=== Task to complete ===
Lay out every line of the items below as a JSON list of strings, one string per line, leaving out blank lines.

=== Location identification entries ===
"""

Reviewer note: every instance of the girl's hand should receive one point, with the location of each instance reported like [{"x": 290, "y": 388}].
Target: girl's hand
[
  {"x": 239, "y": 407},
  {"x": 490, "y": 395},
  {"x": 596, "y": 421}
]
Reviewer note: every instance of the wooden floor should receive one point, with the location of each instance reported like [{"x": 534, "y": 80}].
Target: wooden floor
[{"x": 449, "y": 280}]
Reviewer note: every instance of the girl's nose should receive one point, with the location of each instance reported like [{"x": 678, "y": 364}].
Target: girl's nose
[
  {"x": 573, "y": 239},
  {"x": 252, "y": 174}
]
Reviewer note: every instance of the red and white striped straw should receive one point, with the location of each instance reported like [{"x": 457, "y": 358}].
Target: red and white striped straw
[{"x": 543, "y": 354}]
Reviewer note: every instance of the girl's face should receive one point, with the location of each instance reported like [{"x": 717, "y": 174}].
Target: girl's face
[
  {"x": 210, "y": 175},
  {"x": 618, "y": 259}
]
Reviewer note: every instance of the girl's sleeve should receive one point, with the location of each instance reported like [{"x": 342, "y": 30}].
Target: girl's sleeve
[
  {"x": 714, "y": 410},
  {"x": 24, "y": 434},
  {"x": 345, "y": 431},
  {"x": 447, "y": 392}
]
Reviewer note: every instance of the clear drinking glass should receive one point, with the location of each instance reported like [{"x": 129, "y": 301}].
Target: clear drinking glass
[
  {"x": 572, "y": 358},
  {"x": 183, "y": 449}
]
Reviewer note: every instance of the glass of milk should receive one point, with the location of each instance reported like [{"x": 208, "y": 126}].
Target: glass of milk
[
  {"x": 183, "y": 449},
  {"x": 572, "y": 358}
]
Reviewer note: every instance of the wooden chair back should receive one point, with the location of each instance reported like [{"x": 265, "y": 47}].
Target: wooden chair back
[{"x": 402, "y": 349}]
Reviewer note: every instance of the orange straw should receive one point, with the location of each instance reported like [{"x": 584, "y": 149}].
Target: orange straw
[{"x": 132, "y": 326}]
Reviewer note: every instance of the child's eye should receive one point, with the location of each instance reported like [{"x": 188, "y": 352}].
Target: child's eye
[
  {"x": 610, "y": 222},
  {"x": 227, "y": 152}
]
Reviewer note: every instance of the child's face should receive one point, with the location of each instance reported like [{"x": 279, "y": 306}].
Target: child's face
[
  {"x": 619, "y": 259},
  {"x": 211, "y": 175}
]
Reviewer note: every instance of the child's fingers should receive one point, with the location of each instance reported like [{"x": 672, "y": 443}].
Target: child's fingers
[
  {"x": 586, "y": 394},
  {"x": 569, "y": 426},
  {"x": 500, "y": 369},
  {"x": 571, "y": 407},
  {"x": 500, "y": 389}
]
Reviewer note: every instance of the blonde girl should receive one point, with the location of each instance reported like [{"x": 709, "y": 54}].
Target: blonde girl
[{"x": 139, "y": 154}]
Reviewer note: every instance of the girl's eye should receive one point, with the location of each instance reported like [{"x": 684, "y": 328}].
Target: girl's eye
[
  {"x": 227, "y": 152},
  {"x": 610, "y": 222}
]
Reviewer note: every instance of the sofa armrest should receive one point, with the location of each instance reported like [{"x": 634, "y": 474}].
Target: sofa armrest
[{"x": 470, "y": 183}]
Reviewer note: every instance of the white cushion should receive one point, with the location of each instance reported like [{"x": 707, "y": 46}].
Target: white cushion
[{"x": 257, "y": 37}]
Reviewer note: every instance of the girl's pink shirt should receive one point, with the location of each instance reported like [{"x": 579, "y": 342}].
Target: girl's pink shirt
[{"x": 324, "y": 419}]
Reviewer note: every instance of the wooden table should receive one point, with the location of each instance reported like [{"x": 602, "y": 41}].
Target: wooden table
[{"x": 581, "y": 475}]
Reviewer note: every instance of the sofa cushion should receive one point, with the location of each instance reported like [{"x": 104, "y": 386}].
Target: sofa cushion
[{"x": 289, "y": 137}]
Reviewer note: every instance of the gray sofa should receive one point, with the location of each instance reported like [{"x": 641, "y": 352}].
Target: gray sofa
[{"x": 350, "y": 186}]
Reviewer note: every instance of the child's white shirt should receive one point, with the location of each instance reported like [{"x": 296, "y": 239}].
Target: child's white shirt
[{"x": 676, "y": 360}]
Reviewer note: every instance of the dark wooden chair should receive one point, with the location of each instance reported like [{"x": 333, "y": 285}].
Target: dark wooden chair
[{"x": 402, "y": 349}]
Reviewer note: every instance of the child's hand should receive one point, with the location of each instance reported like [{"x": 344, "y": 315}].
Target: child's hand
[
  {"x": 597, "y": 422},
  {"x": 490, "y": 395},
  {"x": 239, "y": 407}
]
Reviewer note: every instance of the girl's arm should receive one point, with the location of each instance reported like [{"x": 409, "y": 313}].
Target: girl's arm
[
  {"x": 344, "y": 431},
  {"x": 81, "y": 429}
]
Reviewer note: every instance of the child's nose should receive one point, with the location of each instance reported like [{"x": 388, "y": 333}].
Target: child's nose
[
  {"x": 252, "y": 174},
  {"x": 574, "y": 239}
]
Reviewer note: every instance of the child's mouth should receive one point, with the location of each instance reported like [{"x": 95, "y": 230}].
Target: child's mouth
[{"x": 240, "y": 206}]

"""

=== The output ===
[
  "Reviewer note: every instance of the girl's hand should receive one point, with the location of each instance reported like [{\"x\": 290, \"y\": 388}].",
  "Target: girl's hand",
  "[",
  "  {\"x\": 239, \"y\": 407},",
  "  {\"x\": 490, \"y\": 395},",
  "  {\"x\": 596, \"y\": 421}",
  "]",
  "Reviewer note: every instance of the wooden floor should receive one point, with the location of each instance reported like [{\"x\": 534, \"y\": 80}].",
  "Target: wooden floor",
  "[{\"x\": 449, \"y\": 280}]",
  "Reviewer note: every instance of the girl's nose should receive one point, with the location of each instance reported like [{\"x\": 678, \"y\": 364}].",
  "Target: girl's nose",
  "[",
  "  {\"x\": 573, \"y\": 239},",
  "  {\"x\": 252, \"y\": 174}",
  "]",
  "Reviewer note: every instance of the red and white striped straw should receive one point, with the location of each instance reported like [{\"x\": 457, \"y\": 358}].",
  "Target: red and white striped straw",
  "[{\"x\": 543, \"y\": 354}]",
  "Reviewer note: every instance of the girl's face should receive one point, with the location of each instance reported like [{\"x\": 717, \"y\": 174}].",
  "Target: girl's face",
  "[",
  "  {\"x\": 210, \"y\": 175},",
  "  {\"x\": 618, \"y\": 259}",
  "]",
  "Reviewer note: every instance of the girl's sleeve should receive one point, with the location of each instance reported like [{\"x\": 342, \"y\": 30}].",
  "Target: girl's sleeve",
  "[",
  "  {\"x\": 714, \"y\": 410},",
  "  {\"x\": 24, \"y\": 434},",
  "  {\"x\": 345, \"y\": 431},",
  "  {\"x\": 447, \"y\": 392}",
  "]",
  "Reviewer note: every instance of the clear drinking glass should receive one point, with the location of each instance reported like [{\"x\": 129, \"y\": 301}].",
  "Target: clear drinking glass",
  "[",
  "  {\"x\": 572, \"y\": 358},",
  "  {\"x\": 183, \"y\": 449}",
  "]",
  "Reviewer note: every instance of the glass of milk should receive one point, with the location of each instance reported like [{\"x\": 208, \"y\": 126}].",
  "Target: glass of milk",
  "[",
  "  {\"x\": 183, \"y\": 449},",
  "  {\"x\": 572, \"y\": 358}",
  "]",
  "Reviewer note: every instance of the wooden chair back should receive one point, with the location of each instance reported like [{\"x\": 265, \"y\": 47}].",
  "Target: wooden chair back",
  "[{\"x\": 402, \"y\": 349}]",
  "Reviewer note: every instance of the orange straw should receive one point, with the location of each instance reported like [{\"x\": 584, \"y\": 149}].",
  "Target: orange straw",
  "[{\"x\": 132, \"y\": 326}]",
  "Reviewer note: every instance of the child's eye should receive one point, with the location of each instance reported like [{\"x\": 188, \"y\": 352}].",
  "Target: child's eye",
  "[",
  "  {\"x\": 610, \"y\": 222},",
  "  {\"x\": 227, \"y\": 152}",
  "]",
  "Reviewer note: every instance of the child's face should receive one point, with the location of each instance reported like [{\"x\": 279, \"y\": 306}].",
  "Target: child's face",
  "[",
  "  {\"x\": 619, \"y\": 259},",
  "  {\"x\": 211, \"y\": 175}",
  "]",
  "Reviewer note: every instance of the child's fingers should receive one point, with the location of each instance reported like [{\"x\": 672, \"y\": 443}].",
  "Target: child's fingers",
  "[",
  "  {\"x\": 586, \"y\": 394},",
  "  {\"x\": 569, \"y\": 426},",
  "  {\"x\": 500, \"y\": 369},",
  "  {\"x\": 571, \"y\": 407},",
  "  {\"x\": 500, \"y\": 389}",
  "]",
  "Reviewer note: every instance of the blonde girl should receive one point, with the location of each instance reported like [{\"x\": 709, \"y\": 54}].",
  "Target: blonde girl",
  "[{\"x\": 139, \"y\": 154}]",
  "Reviewer note: every instance of the girl's eye should receive one point, with the location of each instance reported like [{\"x\": 684, \"y\": 328}].",
  "Target: girl's eye",
  "[",
  "  {\"x\": 227, \"y\": 152},",
  "  {\"x\": 610, \"y\": 222}",
  "]",
  "Reviewer note: every instance of the sofa armrest should receive one point, with the location of each instance reported like [{\"x\": 634, \"y\": 474}].",
  "Target: sofa armrest",
  "[{\"x\": 470, \"y\": 183}]",
  "Reviewer note: every instance of the white cushion should receive one point, with the location of each instance reported like [{\"x\": 707, \"y\": 46}].",
  "Target: white cushion",
  "[{\"x\": 257, \"y\": 37}]",
  "Reviewer note: every instance of the girl's pink shirt should receive one point, with the location of each instance reported like [{\"x\": 579, \"y\": 342}].",
  "Target: girl's pink shirt",
  "[{\"x\": 324, \"y\": 419}]",
  "Reviewer note: every instance of the wooden table should receive one point, with the location of each instance reported like [{\"x\": 602, \"y\": 41}].",
  "Target: wooden table",
  "[{\"x\": 581, \"y\": 475}]",
  "Reviewer note: every instance of the sofa cushion should receive one point, with the location of each instance reported like [{\"x\": 104, \"y\": 386}].",
  "Target: sofa cushion",
  "[{\"x\": 289, \"y\": 137}]",
  "Reviewer note: every instance of the gray sofa should receive one point, with the location of each instance reported like [{\"x\": 641, \"y\": 352}].",
  "Target: gray sofa",
  "[{\"x\": 350, \"y\": 186}]",
  "Reviewer note: every instance of the child's white shirt should receive one point, with the location of each instance reported like [{\"x\": 296, \"y\": 239}].",
  "Target: child's white shirt",
  "[{\"x\": 676, \"y\": 360}]",
  "Reviewer note: every instance of the dark wooden chair should receive one point, with the location of each instance reported like [{\"x\": 333, \"y\": 285}].",
  "Target: dark wooden chair",
  "[{\"x\": 402, \"y\": 349}]",
  "Reviewer note: every instance of the child's hand should receive one point, with the location of each instance reported like [{\"x\": 344, \"y\": 315}].",
  "Target: child's hand",
  "[",
  "  {\"x\": 597, \"y\": 422},",
  "  {\"x\": 490, \"y\": 395},",
  "  {\"x\": 239, \"y\": 407}",
  "]",
  "Reviewer note: every instance of the girl's arm should receive one point, with the location of each instance reported like [{\"x\": 409, \"y\": 313}].",
  "Target: girl's arm",
  "[",
  "  {\"x\": 344, \"y\": 431},",
  "  {\"x\": 81, \"y\": 429}",
  "]",
  "Reviewer note: every instance of the child's nose should receive one point, with the location of each instance reported like [{\"x\": 388, \"y\": 333}].",
  "Target: child's nose",
  "[",
  "  {\"x\": 252, \"y\": 174},",
  "  {\"x\": 574, \"y\": 239}",
  "]",
  "Reviewer note: every instance of the child's mouth should receive one point, with the location of each instance reported like [{\"x\": 95, \"y\": 230}].",
  "Target: child's mouth",
  "[{\"x\": 240, \"y\": 206}]"
]